WORK TO BE COMPLETED: Below are records; extract exactly the lines from the one with "Point to the standing" through the final line, including both, but drop the pictures.

[SOURCE MATERIAL Boundary: Start]

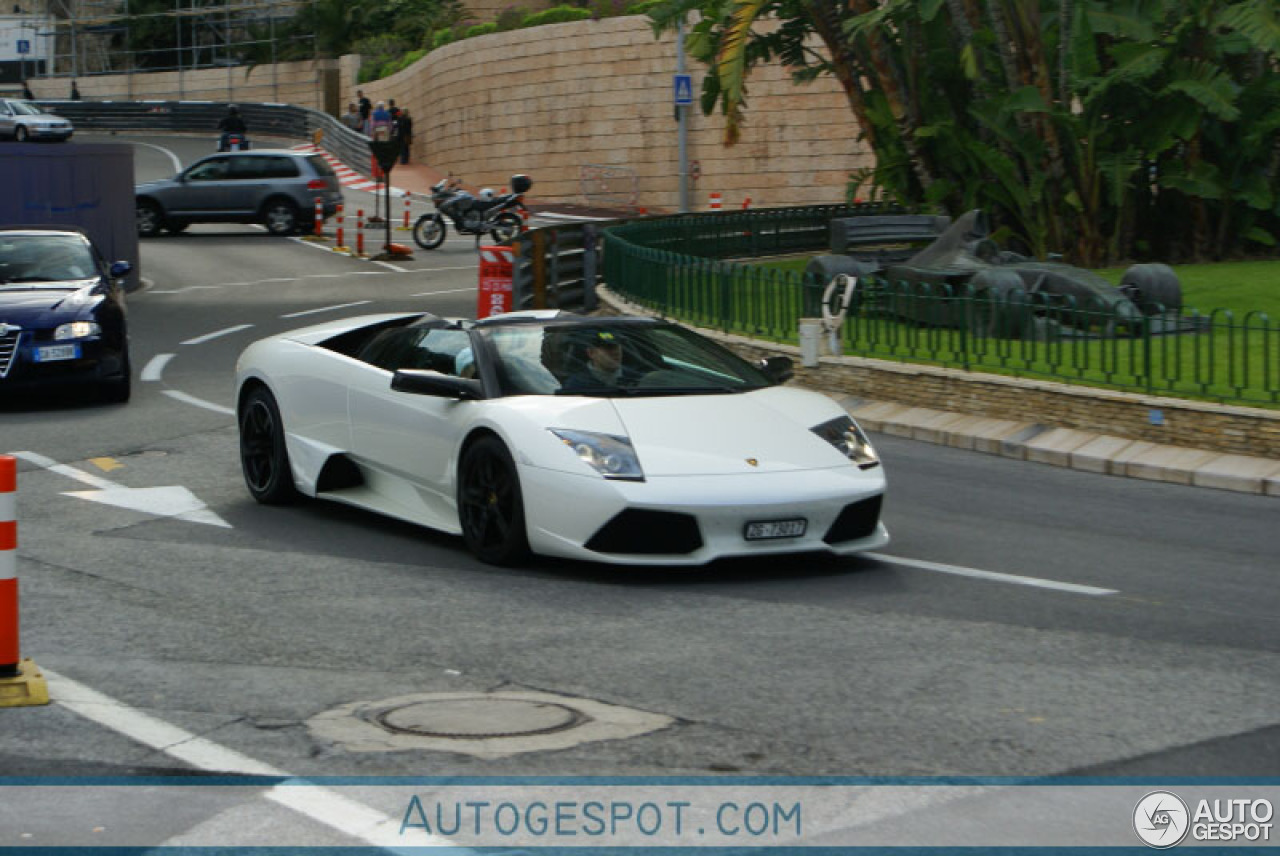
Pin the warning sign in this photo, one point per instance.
(496, 289)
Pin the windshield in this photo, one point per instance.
(616, 360)
(44, 259)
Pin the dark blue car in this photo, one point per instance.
(62, 315)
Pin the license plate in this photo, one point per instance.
(766, 530)
(56, 352)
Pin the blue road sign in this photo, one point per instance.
(684, 88)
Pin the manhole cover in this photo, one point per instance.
(478, 718)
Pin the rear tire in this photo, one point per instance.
(264, 456)
(280, 216)
(490, 507)
(429, 230)
(150, 219)
(506, 228)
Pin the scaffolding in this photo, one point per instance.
(94, 37)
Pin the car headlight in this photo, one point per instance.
(608, 454)
(77, 330)
(845, 435)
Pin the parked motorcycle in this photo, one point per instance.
(233, 142)
(498, 215)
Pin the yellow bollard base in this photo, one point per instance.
(26, 690)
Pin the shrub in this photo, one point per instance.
(556, 15)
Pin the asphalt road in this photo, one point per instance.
(243, 628)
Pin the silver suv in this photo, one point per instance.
(275, 187)
(23, 120)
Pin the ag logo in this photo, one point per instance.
(1161, 819)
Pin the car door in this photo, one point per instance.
(246, 183)
(204, 190)
(411, 438)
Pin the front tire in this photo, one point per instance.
(506, 228)
(280, 216)
(429, 230)
(150, 219)
(264, 457)
(490, 507)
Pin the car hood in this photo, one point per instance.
(730, 434)
(31, 303)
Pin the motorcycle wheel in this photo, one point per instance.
(506, 227)
(429, 230)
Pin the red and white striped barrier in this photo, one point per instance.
(8, 566)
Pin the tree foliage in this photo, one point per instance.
(1100, 128)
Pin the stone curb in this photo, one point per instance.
(1061, 447)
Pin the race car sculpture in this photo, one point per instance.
(618, 440)
(964, 279)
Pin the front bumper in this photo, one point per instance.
(568, 515)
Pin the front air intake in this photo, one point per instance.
(858, 520)
(638, 531)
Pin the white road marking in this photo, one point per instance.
(155, 366)
(199, 402)
(324, 806)
(992, 576)
(215, 334)
(324, 309)
(448, 291)
(173, 500)
(177, 164)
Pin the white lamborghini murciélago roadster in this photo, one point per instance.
(620, 439)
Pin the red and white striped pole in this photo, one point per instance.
(9, 658)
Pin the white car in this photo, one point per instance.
(618, 440)
(24, 122)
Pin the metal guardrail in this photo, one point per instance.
(202, 117)
(679, 266)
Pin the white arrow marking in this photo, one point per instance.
(161, 502)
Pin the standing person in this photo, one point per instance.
(365, 110)
(380, 123)
(405, 133)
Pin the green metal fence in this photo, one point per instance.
(680, 266)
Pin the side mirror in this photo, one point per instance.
(420, 381)
(780, 370)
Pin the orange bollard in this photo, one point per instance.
(9, 658)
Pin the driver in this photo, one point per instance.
(231, 124)
(603, 366)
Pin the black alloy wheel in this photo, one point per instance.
(264, 457)
(506, 228)
(429, 230)
(490, 507)
(280, 216)
(150, 219)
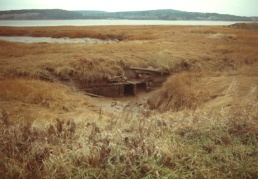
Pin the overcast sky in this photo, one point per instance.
(234, 7)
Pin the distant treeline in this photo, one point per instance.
(169, 14)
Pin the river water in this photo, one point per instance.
(24, 23)
(27, 39)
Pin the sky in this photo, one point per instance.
(233, 7)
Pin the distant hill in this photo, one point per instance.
(169, 14)
(36, 14)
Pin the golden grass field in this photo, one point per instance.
(202, 122)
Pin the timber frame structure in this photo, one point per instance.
(143, 79)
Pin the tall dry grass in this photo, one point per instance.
(217, 144)
(180, 91)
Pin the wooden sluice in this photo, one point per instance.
(119, 86)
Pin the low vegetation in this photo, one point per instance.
(201, 123)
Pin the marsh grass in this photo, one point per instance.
(180, 91)
(196, 144)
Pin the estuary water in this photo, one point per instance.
(105, 22)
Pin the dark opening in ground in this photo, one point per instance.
(141, 87)
(129, 89)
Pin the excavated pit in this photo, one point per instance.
(144, 79)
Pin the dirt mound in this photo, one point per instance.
(248, 26)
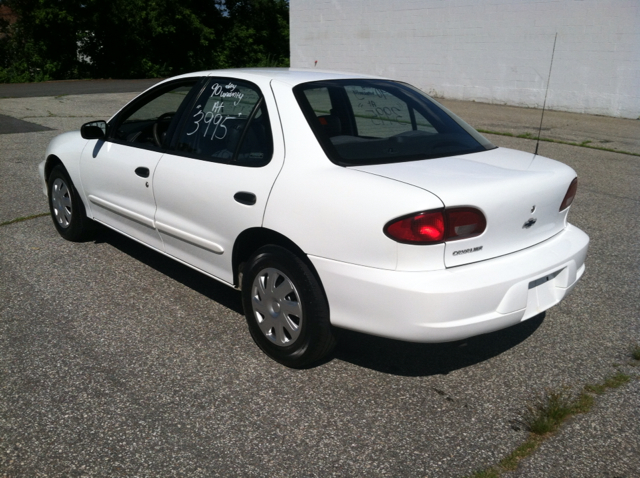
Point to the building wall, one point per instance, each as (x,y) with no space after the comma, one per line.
(493,51)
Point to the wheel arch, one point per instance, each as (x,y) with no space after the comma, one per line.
(250,240)
(51,162)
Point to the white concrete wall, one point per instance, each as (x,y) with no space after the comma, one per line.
(493,51)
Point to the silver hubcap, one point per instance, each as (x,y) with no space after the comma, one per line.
(61,201)
(276,307)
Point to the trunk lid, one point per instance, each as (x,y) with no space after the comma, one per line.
(519,194)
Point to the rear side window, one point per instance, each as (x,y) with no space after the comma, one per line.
(360,122)
(228,123)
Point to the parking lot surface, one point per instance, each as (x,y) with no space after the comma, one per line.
(116,361)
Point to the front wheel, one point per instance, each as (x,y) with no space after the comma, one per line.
(67,210)
(286,309)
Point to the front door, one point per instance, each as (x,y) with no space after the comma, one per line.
(216,181)
(118,173)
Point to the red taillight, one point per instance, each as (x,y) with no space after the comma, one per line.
(423,228)
(464,222)
(431,227)
(571,193)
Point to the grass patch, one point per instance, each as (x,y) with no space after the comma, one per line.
(25,218)
(584,144)
(544,417)
(548,412)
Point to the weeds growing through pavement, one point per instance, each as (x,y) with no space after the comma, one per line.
(544,416)
(583,144)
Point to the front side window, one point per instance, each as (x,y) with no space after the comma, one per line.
(228,123)
(360,122)
(146,122)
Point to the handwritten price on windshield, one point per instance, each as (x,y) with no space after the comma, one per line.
(209,118)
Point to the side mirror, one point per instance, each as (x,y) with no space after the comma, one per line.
(94,130)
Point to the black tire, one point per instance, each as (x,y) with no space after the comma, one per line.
(286,308)
(67,211)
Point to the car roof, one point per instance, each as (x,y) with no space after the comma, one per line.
(292,76)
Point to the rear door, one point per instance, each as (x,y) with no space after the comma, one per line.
(216,181)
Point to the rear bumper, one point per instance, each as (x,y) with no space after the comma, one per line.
(455,303)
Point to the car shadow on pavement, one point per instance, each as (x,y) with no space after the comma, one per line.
(197,281)
(414,359)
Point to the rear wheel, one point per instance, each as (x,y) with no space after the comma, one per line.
(286,309)
(67,210)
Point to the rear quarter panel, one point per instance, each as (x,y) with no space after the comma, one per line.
(335,212)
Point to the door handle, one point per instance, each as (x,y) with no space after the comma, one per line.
(142,172)
(244,197)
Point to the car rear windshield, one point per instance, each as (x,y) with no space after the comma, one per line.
(360,122)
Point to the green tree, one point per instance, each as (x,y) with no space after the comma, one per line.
(61,39)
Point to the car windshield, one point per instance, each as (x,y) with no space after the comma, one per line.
(360,122)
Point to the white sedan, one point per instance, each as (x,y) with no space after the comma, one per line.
(329,200)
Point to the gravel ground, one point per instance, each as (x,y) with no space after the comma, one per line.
(116,361)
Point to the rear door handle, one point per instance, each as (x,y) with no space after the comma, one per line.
(244,197)
(142,172)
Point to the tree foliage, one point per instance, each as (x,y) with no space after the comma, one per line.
(64,39)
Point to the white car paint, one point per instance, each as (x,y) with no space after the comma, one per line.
(336,215)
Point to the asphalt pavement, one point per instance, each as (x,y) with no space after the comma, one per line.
(116,361)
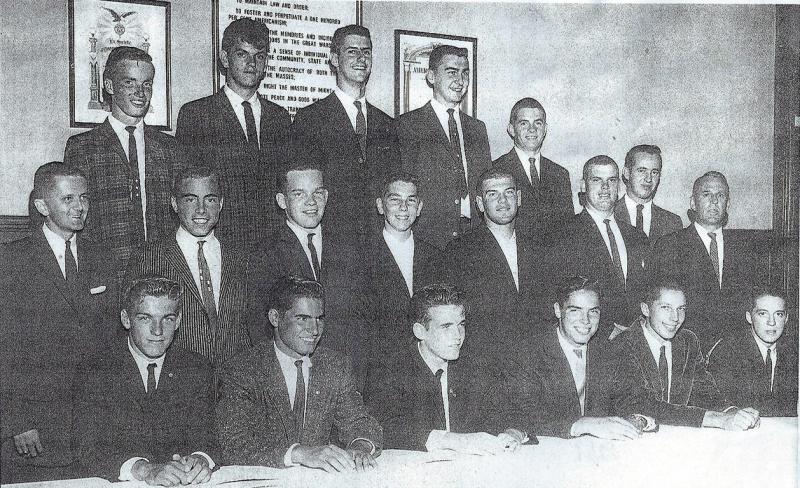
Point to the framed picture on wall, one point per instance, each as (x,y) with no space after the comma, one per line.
(98,26)
(300,33)
(411,53)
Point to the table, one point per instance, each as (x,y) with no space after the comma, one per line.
(673,457)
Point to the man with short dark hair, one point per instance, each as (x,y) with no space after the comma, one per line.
(241,134)
(641,175)
(446,148)
(544,185)
(212,271)
(358,140)
(59,297)
(144,409)
(129,165)
(280,400)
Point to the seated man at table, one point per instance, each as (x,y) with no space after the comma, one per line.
(758,365)
(281,399)
(668,360)
(144,410)
(425,396)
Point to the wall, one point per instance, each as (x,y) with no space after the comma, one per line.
(697,80)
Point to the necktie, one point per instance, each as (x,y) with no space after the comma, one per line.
(135,187)
(361,129)
(250,125)
(151,379)
(639,217)
(207,287)
(615,253)
(663,373)
(70,267)
(713,252)
(314,259)
(299,409)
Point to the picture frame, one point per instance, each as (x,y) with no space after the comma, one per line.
(411,52)
(98,26)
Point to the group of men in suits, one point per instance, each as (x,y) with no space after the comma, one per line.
(245,238)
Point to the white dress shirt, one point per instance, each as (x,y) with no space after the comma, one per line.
(444,119)
(601,226)
(703,233)
(138,135)
(647,213)
(302,236)
(238,109)
(59,247)
(509,247)
(212,250)
(350,108)
(654,342)
(403,254)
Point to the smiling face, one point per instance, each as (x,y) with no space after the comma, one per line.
(665,315)
(768,318)
(152,323)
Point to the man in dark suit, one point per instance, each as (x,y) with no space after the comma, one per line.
(280,400)
(758,366)
(715,267)
(597,245)
(59,297)
(545,187)
(669,363)
(498,257)
(212,272)
(399,263)
(129,165)
(641,175)
(429,397)
(145,410)
(446,148)
(358,140)
(241,134)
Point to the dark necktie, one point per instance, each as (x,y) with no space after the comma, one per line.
(135,189)
(207,287)
(250,125)
(151,379)
(361,129)
(615,253)
(639,217)
(299,409)
(314,259)
(663,373)
(70,267)
(713,253)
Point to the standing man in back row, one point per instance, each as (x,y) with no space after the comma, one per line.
(446,148)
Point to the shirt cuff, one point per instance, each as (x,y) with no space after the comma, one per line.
(126,470)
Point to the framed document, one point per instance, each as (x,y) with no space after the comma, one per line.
(411,53)
(300,33)
(98,26)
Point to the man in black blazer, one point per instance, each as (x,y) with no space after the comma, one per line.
(758,365)
(240,133)
(446,148)
(212,272)
(145,410)
(597,245)
(398,264)
(59,300)
(427,396)
(714,266)
(641,175)
(545,186)
(498,257)
(358,140)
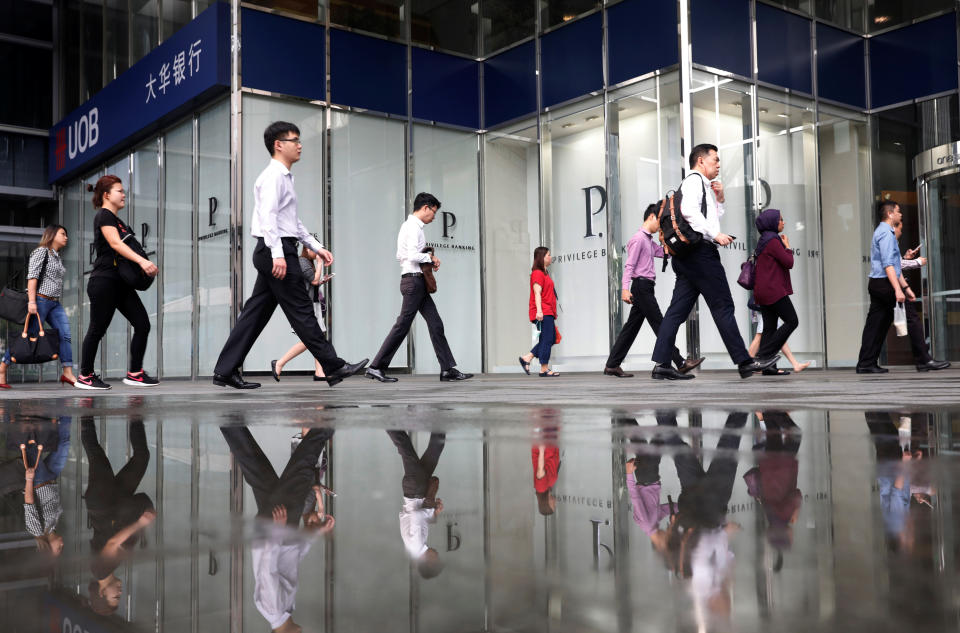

[SOURCE MATERIAL Boundary: End]

YOUR RESPONSE:
Point to the standing man in back row, one point per instance, each as (x,y) with no space after the comma, one per line.
(446,148)
Point to the shirt cuff, one point per instance, each as (x,y) with no space after the comma, one per line.
(126,470)
Point to the framed document, one point per instance, each as (x,y) with no space after the comma, one per line.
(411,53)
(300,33)
(98,26)
Point to the man in black blazer, one point per instance, each as (x,y) with no space after the comma, one per line.
(758,365)
(240,133)
(446,148)
(212,272)
(145,410)
(597,245)
(398,264)
(59,300)
(427,396)
(714,266)
(641,175)
(545,186)
(498,257)
(358,140)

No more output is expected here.